Work to complete
The answer required is how many lines of the following entries contain the word "target", with no other words.
● ● ● ●
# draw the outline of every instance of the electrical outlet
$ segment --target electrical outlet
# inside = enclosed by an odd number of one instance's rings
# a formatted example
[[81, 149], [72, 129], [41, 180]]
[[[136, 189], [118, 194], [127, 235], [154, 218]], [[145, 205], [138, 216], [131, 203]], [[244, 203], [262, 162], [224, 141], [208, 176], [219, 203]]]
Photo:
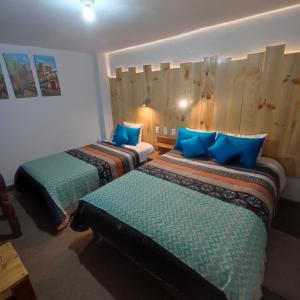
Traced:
● ● ● ●
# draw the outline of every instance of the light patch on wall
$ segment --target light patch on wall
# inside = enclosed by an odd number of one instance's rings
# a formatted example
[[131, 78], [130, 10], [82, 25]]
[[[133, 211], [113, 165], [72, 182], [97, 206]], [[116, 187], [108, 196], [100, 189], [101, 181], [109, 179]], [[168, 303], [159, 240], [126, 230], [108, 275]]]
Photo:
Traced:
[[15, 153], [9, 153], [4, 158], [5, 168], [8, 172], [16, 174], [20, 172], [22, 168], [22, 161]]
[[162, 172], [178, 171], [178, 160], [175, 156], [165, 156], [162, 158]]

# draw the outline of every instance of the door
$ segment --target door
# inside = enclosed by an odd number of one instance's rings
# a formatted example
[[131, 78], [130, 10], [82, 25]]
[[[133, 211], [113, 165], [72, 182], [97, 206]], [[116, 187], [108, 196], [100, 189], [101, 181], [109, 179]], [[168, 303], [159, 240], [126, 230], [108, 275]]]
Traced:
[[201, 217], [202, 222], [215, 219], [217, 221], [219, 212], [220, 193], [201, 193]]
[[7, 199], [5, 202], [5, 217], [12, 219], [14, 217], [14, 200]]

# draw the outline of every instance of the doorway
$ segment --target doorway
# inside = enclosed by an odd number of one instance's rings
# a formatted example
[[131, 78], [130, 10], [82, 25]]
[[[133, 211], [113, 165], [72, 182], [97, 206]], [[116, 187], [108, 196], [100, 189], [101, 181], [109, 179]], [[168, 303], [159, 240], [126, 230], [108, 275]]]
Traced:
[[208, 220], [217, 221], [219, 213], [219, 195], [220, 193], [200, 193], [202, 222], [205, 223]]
● ● ● ●
Solution below
4